EXERCISES TO COMPLETE:
[A] Do these statements agree with the interview excerpt? For each, answer yes or no and quote the words that decide it.
(i) The speaker lived in one place from about age 5 or 6 until age 13.
(ii) The speaker found it easy to connect with fellow pupils.
(iii) Someone who came to live with the speaker was later taken away.
[B] In the interview excerpt, why does an interruption feel to the speaker like floundering in the ocean? Answer in one to three sentences.
[C] Quote the interview excerpt from "I remember we" to "it repeated abandonment?".

TEXT FOR ANALYSIS:
I remember we moved around a lot and we didn’t have a steady continual environ until 5 or 6 yrs old and we stayed in that place until I was 13. Best friends would move, another came to live with us then he was taken away and we were really close and that was a huge break up.

Is it repeated abandonment?
Not only abandonment but you find somebody you gel with and then it almost gets to a point of familiarity, a comfort level, where you’re not guessing anymore and it’s this nice comeraderie and you start to work on that kind of magic - which is a whole other thing to perpetuate and when it gets interrupted, it’s like you’re suddenly floundering in the ocean, you know.
I would try to connect with fellow pupils and it was very difficult. I was always kind of an outsider.

So you’ve always felt different?

RECORDED INFORMATION:
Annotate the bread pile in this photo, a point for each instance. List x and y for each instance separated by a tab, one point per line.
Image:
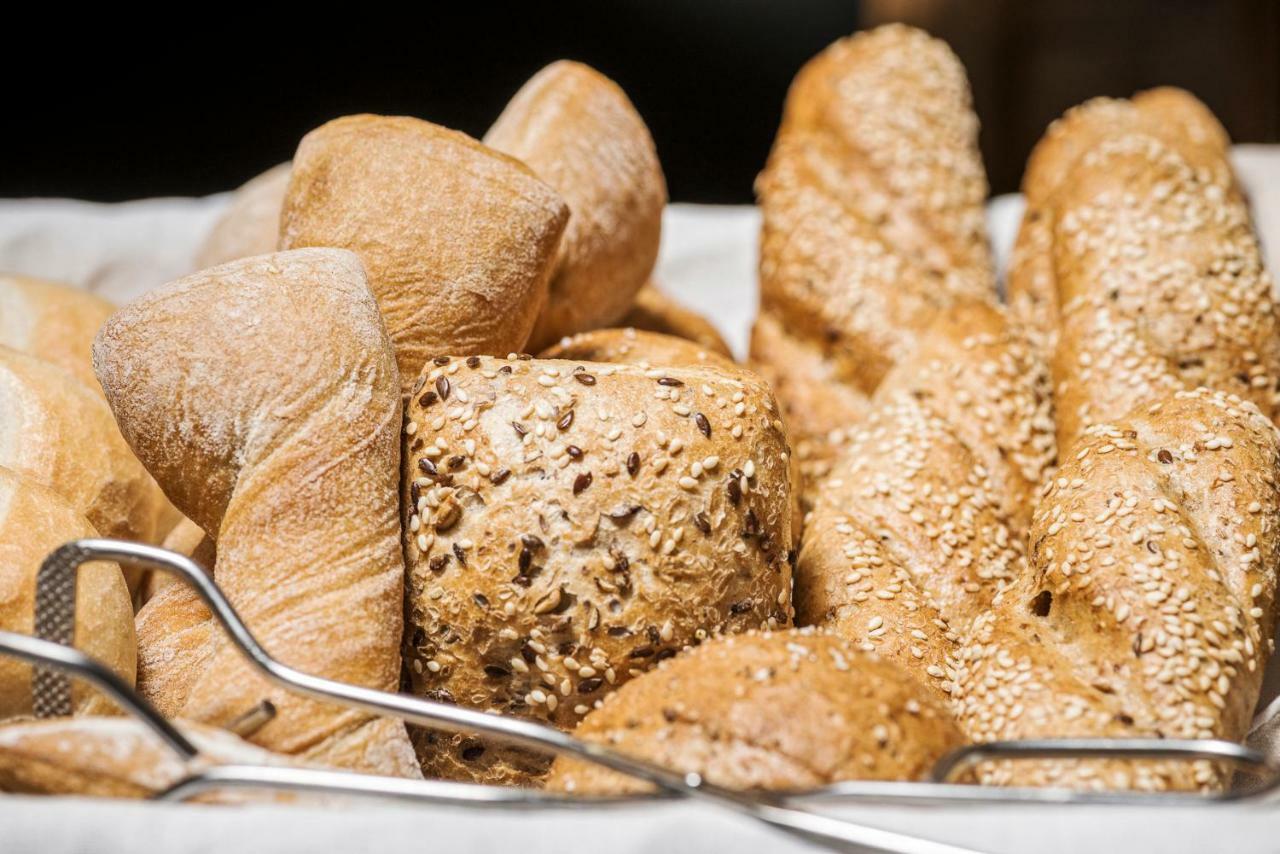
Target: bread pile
918	519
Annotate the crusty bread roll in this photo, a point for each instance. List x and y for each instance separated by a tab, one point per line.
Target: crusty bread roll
776	711
872	201
634	347
458	241
114	757
59	433
656	311
264	396
580	133
33	521
51	322
571	524
1170	114
1148	606
251	224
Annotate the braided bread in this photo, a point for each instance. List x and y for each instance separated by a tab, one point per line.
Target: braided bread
1147	608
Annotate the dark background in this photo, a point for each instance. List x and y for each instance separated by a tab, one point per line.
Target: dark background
201	110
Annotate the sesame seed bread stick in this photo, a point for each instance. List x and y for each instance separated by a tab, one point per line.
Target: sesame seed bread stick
568	524
264	396
458	241
656	311
577	131
251	223
1148	606
767	711
33	521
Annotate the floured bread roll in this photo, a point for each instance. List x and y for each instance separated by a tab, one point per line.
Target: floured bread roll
570	524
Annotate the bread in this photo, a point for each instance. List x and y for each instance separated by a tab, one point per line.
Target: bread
570	524
51	322
115	757
282	442
1148	606
635	347
872	201
251	223
458	241
33	521
656	311
1169	114
60	434
776	711
577	131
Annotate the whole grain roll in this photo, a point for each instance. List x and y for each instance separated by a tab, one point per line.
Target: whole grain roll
33	521
773	711
577	131
251	224
570	524
654	310
458	241
635	347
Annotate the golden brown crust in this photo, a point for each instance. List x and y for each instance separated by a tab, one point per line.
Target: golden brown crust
1148	606
635	347
114	757
570	524
251	224
282	441
33	521
775	711
458	240
656	311
577	131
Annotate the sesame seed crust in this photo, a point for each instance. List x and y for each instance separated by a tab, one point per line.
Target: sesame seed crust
565	535
772	711
1147	608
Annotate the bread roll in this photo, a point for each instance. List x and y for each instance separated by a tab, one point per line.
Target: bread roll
51	322
264	396
872	201
571	524
776	711
656	311
251	224
33	521
60	434
458	240
114	757
1148	606
580	133
635	347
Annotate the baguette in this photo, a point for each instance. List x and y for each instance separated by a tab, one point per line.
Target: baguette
33	521
280	441
775	711
1148	606
458	241
570	524
577	131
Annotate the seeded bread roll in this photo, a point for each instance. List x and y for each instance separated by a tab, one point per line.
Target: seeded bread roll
580	133
1170	114
33	521
773	711
264	396
114	757
656	311
1148	608
571	524
872	201
635	347
60	434
251	224
458	240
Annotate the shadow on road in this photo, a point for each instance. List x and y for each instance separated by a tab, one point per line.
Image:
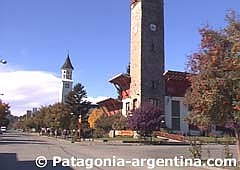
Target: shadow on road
8	161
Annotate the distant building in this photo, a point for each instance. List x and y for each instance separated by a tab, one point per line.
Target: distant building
67	82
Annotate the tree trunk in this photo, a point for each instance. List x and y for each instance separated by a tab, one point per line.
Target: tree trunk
237	133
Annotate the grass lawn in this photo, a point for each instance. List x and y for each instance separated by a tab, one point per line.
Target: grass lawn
221	140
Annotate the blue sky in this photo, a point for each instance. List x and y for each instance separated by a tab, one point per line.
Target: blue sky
36	35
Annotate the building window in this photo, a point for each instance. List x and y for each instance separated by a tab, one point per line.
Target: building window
154	102
175	115
134	104
175	123
154	84
66	85
127	107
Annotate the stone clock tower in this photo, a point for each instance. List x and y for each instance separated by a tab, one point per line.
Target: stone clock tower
67	82
147	53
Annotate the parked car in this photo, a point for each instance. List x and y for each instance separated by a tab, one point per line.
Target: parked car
3	128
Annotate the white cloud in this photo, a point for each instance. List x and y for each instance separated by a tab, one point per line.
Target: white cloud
24	89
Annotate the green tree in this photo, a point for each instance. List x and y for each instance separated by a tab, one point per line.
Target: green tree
79	106
4	111
146	119
215	92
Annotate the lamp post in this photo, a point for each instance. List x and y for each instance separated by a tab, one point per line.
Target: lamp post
79	126
1	94
77	117
3	61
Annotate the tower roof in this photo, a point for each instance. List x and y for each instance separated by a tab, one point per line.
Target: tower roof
67	63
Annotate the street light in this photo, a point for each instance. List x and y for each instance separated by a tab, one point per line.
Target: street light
3	61
79	118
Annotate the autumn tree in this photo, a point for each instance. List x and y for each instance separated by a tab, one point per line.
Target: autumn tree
215	92
95	114
146	119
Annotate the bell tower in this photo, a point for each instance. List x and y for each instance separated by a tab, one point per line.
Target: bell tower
67	82
147	53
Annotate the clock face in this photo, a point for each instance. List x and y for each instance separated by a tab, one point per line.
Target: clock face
135	29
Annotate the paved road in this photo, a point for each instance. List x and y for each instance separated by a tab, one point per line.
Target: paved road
19	151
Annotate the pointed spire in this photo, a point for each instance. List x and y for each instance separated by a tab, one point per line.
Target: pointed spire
67	63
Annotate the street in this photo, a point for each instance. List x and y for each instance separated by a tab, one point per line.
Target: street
19	151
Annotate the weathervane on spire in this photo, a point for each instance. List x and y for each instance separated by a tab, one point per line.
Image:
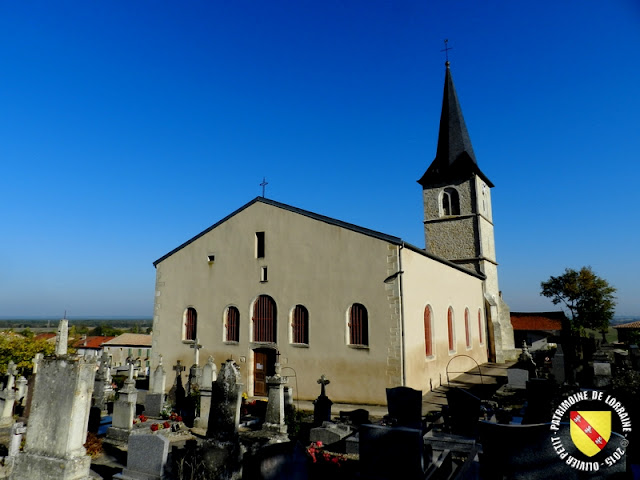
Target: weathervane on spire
446	50
263	184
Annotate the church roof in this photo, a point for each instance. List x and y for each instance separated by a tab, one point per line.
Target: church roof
455	159
331	221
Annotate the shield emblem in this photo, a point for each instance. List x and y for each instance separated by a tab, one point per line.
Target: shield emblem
590	431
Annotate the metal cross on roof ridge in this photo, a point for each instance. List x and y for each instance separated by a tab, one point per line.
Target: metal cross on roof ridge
446	49
263	184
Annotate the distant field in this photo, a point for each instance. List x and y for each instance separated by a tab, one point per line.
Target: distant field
39	325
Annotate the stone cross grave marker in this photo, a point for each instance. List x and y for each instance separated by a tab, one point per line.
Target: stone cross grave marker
224	415
62	337
322	404
146	458
323	381
196	351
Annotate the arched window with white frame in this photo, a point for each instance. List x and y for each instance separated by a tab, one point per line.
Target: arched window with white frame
300	325
451	331
467	328
232	325
190	324
428	331
358	325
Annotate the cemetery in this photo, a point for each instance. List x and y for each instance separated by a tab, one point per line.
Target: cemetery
71	420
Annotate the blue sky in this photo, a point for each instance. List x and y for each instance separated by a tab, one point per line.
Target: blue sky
128	127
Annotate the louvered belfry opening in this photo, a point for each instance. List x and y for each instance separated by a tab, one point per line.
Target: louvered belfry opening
300	325
264	319
358	325
191	322
233	324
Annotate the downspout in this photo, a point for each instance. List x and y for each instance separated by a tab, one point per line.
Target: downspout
402	347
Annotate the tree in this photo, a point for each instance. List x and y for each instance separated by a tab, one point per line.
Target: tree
21	350
589	298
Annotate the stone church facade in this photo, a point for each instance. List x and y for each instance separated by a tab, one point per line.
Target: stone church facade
272	282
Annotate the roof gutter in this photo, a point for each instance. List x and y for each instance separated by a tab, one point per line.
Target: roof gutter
402	346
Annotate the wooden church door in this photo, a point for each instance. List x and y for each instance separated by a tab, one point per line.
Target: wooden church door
263	366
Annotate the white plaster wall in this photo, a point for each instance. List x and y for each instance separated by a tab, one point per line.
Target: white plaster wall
428	282
321	266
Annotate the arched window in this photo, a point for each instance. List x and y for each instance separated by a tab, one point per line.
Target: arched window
450	202
264	319
451	330
467	330
300	325
232	325
358	325
428	332
190	324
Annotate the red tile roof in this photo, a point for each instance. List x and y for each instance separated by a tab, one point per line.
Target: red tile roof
131	340
44	336
91	342
629	325
537	320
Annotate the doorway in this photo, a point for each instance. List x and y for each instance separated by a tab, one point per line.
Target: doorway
264	361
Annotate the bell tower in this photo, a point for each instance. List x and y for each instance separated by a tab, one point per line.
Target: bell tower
458	217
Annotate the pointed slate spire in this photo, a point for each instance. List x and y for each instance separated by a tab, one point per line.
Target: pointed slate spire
455	159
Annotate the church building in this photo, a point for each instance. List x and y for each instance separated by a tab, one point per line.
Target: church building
272	282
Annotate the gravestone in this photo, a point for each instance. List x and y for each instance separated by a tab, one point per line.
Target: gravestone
102	389
279	461
274	418
154	400
539	400
322	404
517	378
8	396
22	385
355	417
634	353
392	453
124	411
463	411
522	370
557	366
176	392
330	433
209	375
17	431
405	406
32	378
146	458
226	395
195	372
95	416
58	419
158	378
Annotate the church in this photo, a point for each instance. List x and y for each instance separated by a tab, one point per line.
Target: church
275	283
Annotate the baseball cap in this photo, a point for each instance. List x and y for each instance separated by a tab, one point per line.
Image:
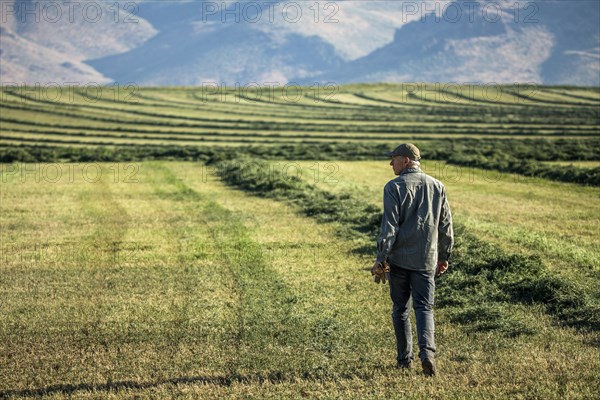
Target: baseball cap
407	150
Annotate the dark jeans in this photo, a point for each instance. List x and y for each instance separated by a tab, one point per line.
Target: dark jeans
421	285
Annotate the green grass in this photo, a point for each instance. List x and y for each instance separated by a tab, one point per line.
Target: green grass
248	277
354	113
188	288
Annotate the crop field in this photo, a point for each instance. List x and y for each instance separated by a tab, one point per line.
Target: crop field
204	243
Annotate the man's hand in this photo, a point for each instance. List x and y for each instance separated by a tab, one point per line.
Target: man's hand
380	270
442	267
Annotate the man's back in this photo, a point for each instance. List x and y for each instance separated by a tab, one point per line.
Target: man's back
416	212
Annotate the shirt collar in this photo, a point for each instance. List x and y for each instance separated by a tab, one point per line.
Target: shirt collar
411	170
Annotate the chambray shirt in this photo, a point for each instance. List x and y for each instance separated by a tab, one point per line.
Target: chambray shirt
416	228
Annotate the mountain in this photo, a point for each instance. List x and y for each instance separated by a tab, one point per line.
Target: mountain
550	42
48	42
246	42
191	49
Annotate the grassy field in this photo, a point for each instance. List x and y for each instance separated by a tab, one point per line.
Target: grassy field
206	116
177	285
175	242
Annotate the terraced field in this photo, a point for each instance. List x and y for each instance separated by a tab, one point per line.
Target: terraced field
180	243
374	113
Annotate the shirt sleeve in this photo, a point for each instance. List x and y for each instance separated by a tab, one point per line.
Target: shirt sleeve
445	231
389	223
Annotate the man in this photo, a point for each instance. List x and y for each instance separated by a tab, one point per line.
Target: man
416	241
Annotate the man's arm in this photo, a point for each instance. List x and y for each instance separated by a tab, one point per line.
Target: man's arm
445	232
389	223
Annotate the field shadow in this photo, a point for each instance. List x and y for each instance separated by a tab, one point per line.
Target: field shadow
274	377
116	386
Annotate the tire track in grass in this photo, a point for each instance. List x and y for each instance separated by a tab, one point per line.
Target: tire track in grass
485	281
270	340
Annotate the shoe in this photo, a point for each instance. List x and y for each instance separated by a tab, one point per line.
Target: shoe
428	365
404	365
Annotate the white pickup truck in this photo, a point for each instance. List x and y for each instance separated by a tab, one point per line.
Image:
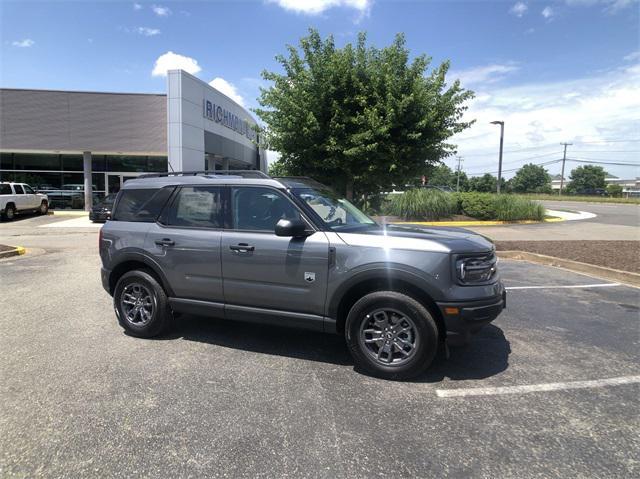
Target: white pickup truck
20	198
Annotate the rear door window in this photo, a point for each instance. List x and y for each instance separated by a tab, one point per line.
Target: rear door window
197	207
141	205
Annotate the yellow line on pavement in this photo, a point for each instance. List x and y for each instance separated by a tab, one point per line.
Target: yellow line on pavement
478	223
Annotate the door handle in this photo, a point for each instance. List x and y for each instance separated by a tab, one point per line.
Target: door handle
165	242
242	248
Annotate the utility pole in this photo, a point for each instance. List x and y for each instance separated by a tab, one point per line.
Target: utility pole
460	160
564	158
501	123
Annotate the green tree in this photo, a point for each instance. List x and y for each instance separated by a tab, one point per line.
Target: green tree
586	177
615	190
486	183
278	168
531	179
359	118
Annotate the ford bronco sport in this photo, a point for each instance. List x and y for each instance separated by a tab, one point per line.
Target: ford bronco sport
289	251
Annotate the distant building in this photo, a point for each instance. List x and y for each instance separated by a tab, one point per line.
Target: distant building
630	187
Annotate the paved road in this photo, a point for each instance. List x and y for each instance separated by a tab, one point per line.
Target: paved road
221	399
613	222
613	214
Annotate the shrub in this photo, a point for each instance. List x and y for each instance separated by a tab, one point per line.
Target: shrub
423	203
478	205
615	190
487	206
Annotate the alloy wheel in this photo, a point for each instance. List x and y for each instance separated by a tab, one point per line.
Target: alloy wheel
388	336
137	304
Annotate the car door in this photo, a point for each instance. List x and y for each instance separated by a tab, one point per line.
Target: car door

SOLUTIONS IN ORDER:
[A]
(i) Yes: "we didn’t have a steady continual environ until 5 or 6 yrs old and we stayed in that place until I was 13"
(ii) No: "I would try to connect with fellow pupils and it was very difficult"
(iii) Yes: "another came to live with us then he was taken away"

[B] The speaker has found somebody they gel with and reached familiarity and a comfort level where they are no longer guessing. There is a nice camaraderie, and they have begun working on that kind of magic. Losing this suddenly leaves them floundering.

[C]
I remember we moved around a lot and we didn’t have a steady continual environ until 5 or 6 yrs old and we stayed in that place until I was 13. Best friends would move, another came to live with us then he was taken away and we were really close and that was a huge break up.

Is it repeated abandonment?